Wouldn't it be great if a teacher and students could study a plant, its herbivore, and the predators of the herbivore? Ideally you'd want to study these three trophic layers of the system in a single class session, or perhaps two. Of course, as an educator, you'd want all of this to happen very cheaply, or better yet, for free.
Warren G. Abrahamson, his colleagues, and a host of students have been working with just such a system for many years. They have generously provided all of the tools necessary for teachers to share this system with their students.
Goldenrod species are found in most places in the United States and in many locations they are unwitting hosts to the goldenrod gall fly. Female flies lay eggs into the growing tip of the goldenrod. Chemicals released by the hatchling larva cause the plant to form a corky spherical gall about the diameter of a quarter coin. The larva spends about 50 weeks in the gall feeding on plant tissue, growing, and pupating, before emerging as an adult to complete the life cycle.
Students in my evolution class collect a sample of about 250 galls during the first week of class in mid January. For two years in a row now we have completed the task without the need for snowshoes. We number and then measure the diameter of each gall using a plastic artist's templates designed for drawing circles of increasing diameters. Next we carefully split the galls using pruning shears and use Dr. Abrahamson's online key to determine the outcome of the gall fly's efforts. I would say that the pruning shears are perhaps the most important tool for success with this research project; asking 20 students to cut hard spherical objects using knives might be a recipe for disaster. As much as I respect and admire the work of the Saint Michael's College Rescue Crew, I'd rather not set myself up to need their services.
Gall fly larvae represent a high-protein meal when most other insects are underground. A number of predators and parasitoids take advantage of the bounty. Woodpeckers, chickadees, beetles, and wasps all partake in the fly larva feast. In our most recent foray into the world of gall fly biology, we observed that already by January, 70% of the galls no longer housed gall fly larvae.
The entire sample of galls serves as a 'before predation' example; the subset that still contains viable fly larvae represents the 'after predation' survivors. The data set is perfectly amenable to graphing using histograms and statistical analysis.

Activity 1:
Answer from the goldenrod gall passage:
(a) About how long does the gall fly larva spend inside the gall?
(b) How many galls do the students collect, and during which week of class?
(c) By January, what percentage of the galls no longer housed gall fly larvae?
Activity 2:
Resume the goldenrod gall passage, starting after its final sentence.
The records that come next have no connection to the goldenrod gall passage.

Material shown:
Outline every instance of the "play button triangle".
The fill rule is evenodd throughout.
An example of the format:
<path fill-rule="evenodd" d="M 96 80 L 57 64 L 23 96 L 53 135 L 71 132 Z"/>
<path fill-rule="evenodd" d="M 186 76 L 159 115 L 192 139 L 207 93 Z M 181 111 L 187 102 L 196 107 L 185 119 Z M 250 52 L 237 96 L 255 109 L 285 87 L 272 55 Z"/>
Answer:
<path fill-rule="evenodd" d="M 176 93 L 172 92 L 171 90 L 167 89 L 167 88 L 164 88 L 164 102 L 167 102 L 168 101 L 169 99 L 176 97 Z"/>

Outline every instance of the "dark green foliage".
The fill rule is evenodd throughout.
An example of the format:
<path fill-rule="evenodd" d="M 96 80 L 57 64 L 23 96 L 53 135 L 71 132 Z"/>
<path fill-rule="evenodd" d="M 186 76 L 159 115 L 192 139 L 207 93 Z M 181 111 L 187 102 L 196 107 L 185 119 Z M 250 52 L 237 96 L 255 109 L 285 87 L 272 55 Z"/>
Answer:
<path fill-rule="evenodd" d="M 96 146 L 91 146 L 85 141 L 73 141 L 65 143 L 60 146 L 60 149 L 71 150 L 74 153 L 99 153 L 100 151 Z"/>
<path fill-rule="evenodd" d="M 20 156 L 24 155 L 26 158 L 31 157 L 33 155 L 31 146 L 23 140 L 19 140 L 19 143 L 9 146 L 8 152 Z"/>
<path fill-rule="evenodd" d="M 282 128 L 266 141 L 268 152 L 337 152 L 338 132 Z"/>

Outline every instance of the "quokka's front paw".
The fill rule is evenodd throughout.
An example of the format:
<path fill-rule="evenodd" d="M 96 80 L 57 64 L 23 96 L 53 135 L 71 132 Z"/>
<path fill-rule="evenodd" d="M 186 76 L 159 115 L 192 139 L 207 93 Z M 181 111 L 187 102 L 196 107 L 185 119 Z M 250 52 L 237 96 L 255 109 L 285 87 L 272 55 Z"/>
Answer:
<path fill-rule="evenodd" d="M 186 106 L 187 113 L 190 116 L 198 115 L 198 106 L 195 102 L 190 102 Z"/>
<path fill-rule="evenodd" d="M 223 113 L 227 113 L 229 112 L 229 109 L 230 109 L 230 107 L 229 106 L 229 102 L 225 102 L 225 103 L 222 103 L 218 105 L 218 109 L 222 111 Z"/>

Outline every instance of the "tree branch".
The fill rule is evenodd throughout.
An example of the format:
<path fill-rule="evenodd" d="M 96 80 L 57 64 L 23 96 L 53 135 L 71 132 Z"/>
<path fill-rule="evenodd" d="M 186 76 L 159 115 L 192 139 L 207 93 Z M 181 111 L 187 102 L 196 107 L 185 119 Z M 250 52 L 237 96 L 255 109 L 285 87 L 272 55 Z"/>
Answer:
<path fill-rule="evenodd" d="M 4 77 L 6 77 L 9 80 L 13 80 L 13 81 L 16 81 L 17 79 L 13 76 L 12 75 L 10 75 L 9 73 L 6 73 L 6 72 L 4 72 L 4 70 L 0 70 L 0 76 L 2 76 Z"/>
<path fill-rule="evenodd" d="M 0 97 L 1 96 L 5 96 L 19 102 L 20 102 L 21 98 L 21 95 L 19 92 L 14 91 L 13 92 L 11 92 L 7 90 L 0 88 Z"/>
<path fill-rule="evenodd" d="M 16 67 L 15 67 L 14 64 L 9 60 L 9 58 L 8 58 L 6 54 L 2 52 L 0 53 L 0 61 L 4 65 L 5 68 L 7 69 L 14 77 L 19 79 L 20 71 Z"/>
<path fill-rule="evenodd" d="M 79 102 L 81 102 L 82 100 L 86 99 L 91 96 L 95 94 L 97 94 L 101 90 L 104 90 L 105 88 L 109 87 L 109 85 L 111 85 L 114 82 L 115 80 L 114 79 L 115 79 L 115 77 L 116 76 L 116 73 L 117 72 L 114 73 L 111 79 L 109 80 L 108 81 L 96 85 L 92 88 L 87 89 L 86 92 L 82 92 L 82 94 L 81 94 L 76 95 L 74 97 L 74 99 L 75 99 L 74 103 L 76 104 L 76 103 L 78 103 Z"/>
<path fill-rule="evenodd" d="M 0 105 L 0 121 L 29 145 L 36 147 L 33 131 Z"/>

Task result 1:
(a) About 50 weeks.
(b) About 250 galls, during the first week of class in mid January.
(c) 70%.

Task result 2:
As predicted in the published literature, my students found that 2 bird species accounted for most of the larger galls, and many of the smaller galls hosted wasp rather than fly larvae. The student data set shows strong evidence of stabilizing selection. It seems that it is in this case better to be average than to be exceptionally large or small.
By coincidence, my daughter's first-grade class used galls as a study system for life cycles and food webs during the same time period. The first graders did not want to kill the larvae and so I was assigned to release them to 'the wild'. The larvae sat in my car in a paper cup during a day when the temperature dipped to several degrees below freezing. The larvae were as soft and squishy as when they were removed from the galls, despite the fact that my water bottle in the same car was frozen solid. It was a nice illustration of the antifreeze properties of the larval tissue.
We will revisit the gall fly population on campus late in the semester to see if additional months of exposure to bird predation has further reduced the proportion of surviving flies. Dr Abrahanson's generosity in sharing what he has learned serves as an example to all of us academics studying our sometimes obscure topics. We have each in our own way figured out how to wring data from all sorts of bizarre systems. There are tricks that we have learned from colleagues or gleaned from conferences. We should share these tips!